Set of tasks:
• a. Return, word for word, the part of the hosted cluster setup instructions that opens with the words containing "--base-domain=<base_domain> \(4)" and closes with "--node-pool-replicas=<node_pool_replica_count> \(11)".
• b. Carry the hosted cluster setup instructions forward from the point where they stop.

Text segment:

↓

Create the configuration file for your hosted cluster by entering the following command:

$ hcp create cluster agent \
  --name=<hosted_cluster_name> \(1)
  --pull-secret=<path_to_pull_secret> \(2)
  --agent-namespace=<hosted_control_plane_namespace> \(3)
  --base-domain=<base_domain> \(4)
  --api-server-address=api.<hosted_cluster_name>.<base_domain> \(5)
  --etcd-storage-class=<etcd_storage_class> \(6)
  --ssh-key=<path_to_ssh_key> \(7)
  --namespace=<hosted_cluster_namespace> \(8)
  --control-plane-availability-policy=HighlyAvailable \(9)
  --release-image=quay.io/openshift-release-dev/ocp-release:<ocp_release_image>-multi \(10)
  --node-pool-replicas=<node_pool_replica_count> \(11)
  --render \
  --render-sensitive \
  --ssh-key <home_directory>/<path_to_ssh_key>/<ssh_key> > hosted-cluster-config.yaml (12)

1	Specify the name of your hosted cluster.
2	Specify the path to your pull secret, for example, `/user/name/pullsecret`.
3	Specify your hosted control plane namespace. To ensure that agents are available in this namespace, enter the `oc get agent -n <hosted_control_plane_namespace>` command.
4	Specify your base domain, for example, `krnl.es`.
5	The `--api-server-address` flag defines the IP address that is used for the Kubernetes API communication in the hosted cluster. If you do not set the `--api-server-address` flag, you must log in to connect to the management cluster.
6	Specify the etcd storage class name, for example, `lvm-storageclass`.
7	Specify the path to your SSH public key. The default file path is `~/.ssh/id_rsa.pub`.
8	Specify your hosted cluster namespace.

↑

Stored records:

↓

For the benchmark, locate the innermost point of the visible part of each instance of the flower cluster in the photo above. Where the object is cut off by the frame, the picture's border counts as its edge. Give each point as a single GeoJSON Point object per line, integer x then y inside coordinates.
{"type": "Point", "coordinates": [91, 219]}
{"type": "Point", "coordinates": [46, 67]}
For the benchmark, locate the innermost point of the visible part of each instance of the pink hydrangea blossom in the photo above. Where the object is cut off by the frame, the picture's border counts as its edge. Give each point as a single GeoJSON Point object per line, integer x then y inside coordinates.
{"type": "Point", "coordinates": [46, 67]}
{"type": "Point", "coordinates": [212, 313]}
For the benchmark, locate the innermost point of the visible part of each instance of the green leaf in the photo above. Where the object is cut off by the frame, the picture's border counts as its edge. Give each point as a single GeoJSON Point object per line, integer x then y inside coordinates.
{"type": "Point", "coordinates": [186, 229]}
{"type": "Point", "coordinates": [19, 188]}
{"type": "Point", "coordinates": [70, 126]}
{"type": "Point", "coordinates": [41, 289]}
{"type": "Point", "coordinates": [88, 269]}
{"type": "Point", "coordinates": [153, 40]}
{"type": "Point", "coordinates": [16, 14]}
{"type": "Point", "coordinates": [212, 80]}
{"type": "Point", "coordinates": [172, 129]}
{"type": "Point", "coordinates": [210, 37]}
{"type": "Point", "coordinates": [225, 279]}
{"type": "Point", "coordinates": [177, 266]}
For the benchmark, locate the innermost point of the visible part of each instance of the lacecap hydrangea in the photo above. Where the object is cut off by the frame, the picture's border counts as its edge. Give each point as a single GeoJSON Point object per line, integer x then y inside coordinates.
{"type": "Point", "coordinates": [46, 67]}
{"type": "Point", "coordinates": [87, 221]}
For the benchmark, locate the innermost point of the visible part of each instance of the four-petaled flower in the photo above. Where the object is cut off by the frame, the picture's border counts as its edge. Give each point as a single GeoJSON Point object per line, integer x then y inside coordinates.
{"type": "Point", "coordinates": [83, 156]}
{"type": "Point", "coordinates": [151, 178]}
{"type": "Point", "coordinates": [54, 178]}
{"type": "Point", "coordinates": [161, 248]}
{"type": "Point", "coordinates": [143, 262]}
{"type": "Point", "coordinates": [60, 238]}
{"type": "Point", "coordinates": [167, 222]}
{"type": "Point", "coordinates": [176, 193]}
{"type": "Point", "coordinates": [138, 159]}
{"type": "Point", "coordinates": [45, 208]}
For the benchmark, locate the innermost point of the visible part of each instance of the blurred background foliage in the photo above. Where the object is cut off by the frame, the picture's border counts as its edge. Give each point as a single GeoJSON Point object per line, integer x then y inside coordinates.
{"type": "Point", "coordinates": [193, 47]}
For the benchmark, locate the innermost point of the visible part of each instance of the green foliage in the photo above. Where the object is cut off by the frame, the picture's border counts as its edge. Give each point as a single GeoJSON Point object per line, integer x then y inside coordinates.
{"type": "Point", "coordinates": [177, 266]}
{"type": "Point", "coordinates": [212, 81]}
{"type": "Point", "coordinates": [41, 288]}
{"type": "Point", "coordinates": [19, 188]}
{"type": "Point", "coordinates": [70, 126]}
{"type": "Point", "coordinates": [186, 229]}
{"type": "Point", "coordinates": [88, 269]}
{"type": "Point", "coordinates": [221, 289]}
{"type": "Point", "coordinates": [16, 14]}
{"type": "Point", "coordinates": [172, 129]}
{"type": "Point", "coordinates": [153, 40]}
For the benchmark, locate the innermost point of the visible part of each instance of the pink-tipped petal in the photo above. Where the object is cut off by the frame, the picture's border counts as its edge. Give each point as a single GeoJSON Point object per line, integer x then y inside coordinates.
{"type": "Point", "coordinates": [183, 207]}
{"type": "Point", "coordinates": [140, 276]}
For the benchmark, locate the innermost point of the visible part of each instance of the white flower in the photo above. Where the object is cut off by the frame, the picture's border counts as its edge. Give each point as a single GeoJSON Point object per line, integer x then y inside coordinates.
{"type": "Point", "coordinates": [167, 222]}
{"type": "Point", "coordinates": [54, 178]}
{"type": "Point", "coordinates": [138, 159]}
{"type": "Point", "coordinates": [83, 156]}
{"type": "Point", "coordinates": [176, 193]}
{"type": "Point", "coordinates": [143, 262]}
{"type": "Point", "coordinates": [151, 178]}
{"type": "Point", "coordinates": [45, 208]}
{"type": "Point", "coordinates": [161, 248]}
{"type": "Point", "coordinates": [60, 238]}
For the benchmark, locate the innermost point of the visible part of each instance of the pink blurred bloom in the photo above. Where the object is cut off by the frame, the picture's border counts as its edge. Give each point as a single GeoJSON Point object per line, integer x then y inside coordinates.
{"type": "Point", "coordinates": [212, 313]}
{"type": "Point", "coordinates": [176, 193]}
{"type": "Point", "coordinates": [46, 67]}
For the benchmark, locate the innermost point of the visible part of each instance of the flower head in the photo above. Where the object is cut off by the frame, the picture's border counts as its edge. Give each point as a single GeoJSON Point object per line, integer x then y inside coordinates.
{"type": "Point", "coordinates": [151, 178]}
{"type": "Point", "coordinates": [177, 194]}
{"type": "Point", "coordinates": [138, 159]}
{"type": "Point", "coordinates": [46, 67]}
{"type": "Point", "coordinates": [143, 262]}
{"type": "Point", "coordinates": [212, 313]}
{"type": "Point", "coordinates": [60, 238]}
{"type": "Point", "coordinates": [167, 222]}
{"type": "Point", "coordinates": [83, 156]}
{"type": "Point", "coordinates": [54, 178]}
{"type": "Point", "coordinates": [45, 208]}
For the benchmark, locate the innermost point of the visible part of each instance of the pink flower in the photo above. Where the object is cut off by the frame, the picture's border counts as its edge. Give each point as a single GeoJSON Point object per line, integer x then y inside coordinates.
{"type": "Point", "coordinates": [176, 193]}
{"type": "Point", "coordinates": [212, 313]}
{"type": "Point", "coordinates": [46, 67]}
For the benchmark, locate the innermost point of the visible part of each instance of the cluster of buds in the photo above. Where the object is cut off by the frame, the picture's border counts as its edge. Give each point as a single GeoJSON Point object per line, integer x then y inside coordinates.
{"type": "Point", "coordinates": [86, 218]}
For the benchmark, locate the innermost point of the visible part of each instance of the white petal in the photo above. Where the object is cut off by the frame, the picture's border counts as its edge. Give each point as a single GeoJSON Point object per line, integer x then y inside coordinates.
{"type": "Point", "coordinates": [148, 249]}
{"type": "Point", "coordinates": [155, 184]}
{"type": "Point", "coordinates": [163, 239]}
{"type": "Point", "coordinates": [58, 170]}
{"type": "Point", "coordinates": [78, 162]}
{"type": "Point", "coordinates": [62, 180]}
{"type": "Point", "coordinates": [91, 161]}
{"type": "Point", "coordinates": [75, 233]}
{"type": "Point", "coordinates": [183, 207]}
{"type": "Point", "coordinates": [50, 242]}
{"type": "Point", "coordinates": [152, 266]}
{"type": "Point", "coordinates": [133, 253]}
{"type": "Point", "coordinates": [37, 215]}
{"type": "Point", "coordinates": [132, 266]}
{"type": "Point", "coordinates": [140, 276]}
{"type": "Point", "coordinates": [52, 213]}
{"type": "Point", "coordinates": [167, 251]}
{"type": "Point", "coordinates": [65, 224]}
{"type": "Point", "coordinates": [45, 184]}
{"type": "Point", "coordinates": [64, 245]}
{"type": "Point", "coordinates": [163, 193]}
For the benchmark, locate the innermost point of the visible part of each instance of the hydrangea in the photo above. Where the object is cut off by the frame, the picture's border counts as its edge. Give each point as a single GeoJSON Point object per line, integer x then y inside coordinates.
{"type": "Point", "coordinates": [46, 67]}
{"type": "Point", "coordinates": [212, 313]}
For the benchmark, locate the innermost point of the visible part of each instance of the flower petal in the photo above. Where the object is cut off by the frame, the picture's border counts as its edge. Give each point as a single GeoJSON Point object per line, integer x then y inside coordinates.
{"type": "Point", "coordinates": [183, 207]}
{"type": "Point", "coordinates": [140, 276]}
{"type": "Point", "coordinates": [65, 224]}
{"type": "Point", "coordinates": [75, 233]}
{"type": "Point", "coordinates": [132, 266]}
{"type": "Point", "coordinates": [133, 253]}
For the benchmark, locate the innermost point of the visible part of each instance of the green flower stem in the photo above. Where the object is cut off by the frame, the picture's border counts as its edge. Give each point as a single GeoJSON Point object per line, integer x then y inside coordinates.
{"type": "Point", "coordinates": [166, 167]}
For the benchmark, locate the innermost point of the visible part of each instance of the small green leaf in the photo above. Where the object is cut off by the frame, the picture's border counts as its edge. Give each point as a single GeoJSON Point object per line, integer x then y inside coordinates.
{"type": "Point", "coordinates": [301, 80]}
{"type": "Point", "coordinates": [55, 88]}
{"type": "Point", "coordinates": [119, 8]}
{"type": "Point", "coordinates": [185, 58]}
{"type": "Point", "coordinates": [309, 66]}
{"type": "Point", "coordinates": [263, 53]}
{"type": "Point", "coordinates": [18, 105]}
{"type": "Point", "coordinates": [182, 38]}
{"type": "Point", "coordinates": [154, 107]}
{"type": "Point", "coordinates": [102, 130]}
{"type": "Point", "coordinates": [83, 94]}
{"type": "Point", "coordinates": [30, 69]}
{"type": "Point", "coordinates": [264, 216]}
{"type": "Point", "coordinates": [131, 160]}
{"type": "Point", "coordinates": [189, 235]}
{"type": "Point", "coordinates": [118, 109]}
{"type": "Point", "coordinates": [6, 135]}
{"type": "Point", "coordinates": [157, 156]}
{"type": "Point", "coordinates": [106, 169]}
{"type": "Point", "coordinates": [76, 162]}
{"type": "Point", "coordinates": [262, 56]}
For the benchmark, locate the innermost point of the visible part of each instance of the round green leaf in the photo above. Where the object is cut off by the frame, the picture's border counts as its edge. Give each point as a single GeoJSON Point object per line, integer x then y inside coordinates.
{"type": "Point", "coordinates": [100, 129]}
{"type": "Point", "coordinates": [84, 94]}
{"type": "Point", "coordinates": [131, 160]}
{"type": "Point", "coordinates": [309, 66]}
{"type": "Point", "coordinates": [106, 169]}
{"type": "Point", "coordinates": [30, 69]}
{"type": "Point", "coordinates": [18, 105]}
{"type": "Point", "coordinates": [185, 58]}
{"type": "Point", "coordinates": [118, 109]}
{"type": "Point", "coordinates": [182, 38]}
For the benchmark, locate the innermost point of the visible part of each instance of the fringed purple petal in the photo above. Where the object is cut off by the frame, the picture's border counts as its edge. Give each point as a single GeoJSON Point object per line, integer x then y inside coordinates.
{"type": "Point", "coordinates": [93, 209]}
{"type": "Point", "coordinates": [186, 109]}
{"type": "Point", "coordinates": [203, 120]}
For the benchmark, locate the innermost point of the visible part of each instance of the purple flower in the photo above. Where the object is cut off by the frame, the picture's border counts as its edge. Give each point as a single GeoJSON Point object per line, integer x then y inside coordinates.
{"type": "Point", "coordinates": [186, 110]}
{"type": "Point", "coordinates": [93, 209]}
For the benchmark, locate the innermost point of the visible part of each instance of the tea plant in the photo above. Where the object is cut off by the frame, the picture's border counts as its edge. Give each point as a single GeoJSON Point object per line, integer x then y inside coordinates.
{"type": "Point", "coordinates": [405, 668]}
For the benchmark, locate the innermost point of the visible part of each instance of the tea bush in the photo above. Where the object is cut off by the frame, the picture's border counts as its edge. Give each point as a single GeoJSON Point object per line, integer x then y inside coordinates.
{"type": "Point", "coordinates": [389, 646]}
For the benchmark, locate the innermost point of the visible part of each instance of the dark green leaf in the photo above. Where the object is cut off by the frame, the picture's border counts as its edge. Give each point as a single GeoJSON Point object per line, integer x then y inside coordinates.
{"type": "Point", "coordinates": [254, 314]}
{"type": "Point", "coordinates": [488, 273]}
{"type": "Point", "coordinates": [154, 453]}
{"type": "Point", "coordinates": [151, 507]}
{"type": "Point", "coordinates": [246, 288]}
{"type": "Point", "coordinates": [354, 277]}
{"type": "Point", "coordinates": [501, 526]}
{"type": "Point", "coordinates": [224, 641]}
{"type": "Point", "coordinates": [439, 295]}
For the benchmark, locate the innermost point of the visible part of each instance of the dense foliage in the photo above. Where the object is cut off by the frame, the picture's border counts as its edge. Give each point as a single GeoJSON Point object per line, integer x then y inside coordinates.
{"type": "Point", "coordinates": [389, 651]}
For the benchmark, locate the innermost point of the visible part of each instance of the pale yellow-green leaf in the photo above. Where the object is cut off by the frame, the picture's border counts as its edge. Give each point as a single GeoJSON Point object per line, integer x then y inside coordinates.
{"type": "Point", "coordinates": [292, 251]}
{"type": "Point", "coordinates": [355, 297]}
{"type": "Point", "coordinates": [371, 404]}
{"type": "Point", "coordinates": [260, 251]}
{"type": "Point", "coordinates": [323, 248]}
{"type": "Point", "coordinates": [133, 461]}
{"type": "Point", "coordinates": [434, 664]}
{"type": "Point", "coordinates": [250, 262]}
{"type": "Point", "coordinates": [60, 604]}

↑

Responses in order:
• a.
--base-domain=<base_domain> \(4)
  --api-server-address=api.<hosted_cluster_name>.<base_domain> \(5)
  --etcd-storage-class=<etcd_storage_class> \(6)
  --ssh-key=<path_to_ssh_key> \(7)
  --namespace=<hosted_cluster_namespace> \(8)
  --control-plane-availability-policy=HighlyAvailable \(9)
  --release-image=quay.io/openshift-release-dev/ocp-release:<ocp_release_image>-multi \(10)
  --node-pool-replicas=<node_pool_replica_count> \(11)

• b.
9	Specify the availability policy for the hosted control plane components. Supported options are `SingleReplica` and `HighlyAvailable`. The default value is `HighlyAvailable`.
10	Specify the supported OKD version that you want to use, for example, `4.19.0-multi`. If you are using a disconnected environment, replace `<ocp_release_image>` with the digest image. To extract the OKD release image digest, see "Extracting the release image digest".
11	Specify the node pool replica count, for example, `3`. You must specify the replica count as `0` or greater to create the same number of replicas. Otherwise, no node pools are created.
12	After the `--ssh-key` flag, specify the path to the SSH key; for example, `user/.ssh/id_rsa`.

Configure the service publishing strategy. By default, hosted clusters use the NodePort service publishing strategy because node ports are always available without additional infrastructure. However, you can configure the service publishing strategy to use a load balancer.
- If you are using the default NodePort strategy, configure the DNS to point to the hosted cluster compute nodes, not the management cluster nodes. For more information, see "DNS configurations on bare metal".
- For production environments, use the LoadBalancer strategy because it provides certificate handling and automatic DNS resolution. To change the service publishing strategy LoadBalancer, in your hosted cluster configuration file, edit the service publishing strategy details:
  ... spec: services: - service: APIServer servicePublishingStrategy: type: LoadBalancer (1) - service: Ignition servicePublishingStrategy: type: Route - service: Konnectivity servicePublishingStrategy: type: Route - service: OAuthServer servicePublishingStrategy: type: Route - service: OIDC servicePublishingStrategy: type: Route sshKey: name: <ssh_key> ...
  1 Specify LoadBalancer as the API Server type. For all other services, specify Route as the type.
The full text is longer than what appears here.